What you will do :: Can you write the next part of the forum thread about the Sprinter MX camper conversion, picking up right after its last line?

═══ Given text ═══

# Sprinter MX/camper in progress



## baldeagle690 (Nov 16, 2009)

My album

Wild Camping for Motorhomes - baldeagle690's Album: Sprinter MX van/campervan conversion


----------



## biggirafe (Nov 16, 2009)

Looks great, very well executed you should be proud of yourselves


----------



## Randonneur (Nov 16, 2009)

Looking at the rust and debris it looks like it's been in a flood. Did you just clean up the existing rust or put new metal in?

Nice job on the electrics, very neat.

Overall a very nice job, should give you many years of service.


----------



## derekfaeberwick (Nov 17, 2009)

*Lovely job.*

Far too nice for a bike! It won't want to go out in the mud if you cosset it to much. Spare the rod and all that!


----------



## baldeagle690 (Dec 7, 2009)

═══ Data excerpt ═══

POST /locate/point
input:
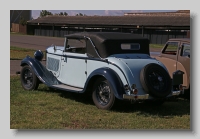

═══

Solved problem ::
Randonneur said:


> Looking at the rust and debris it looks like it's been in a flood. Did you just clean up the existing rust or put new metal in?
> 
> Nice job on the electrics, very neat.
> 
> Overall a very nice job, should give you many years of service.



Hi all. The nasty bits were cut out and plated. Not sure what happened before I bought it but was quite upset when I started uncovering these things.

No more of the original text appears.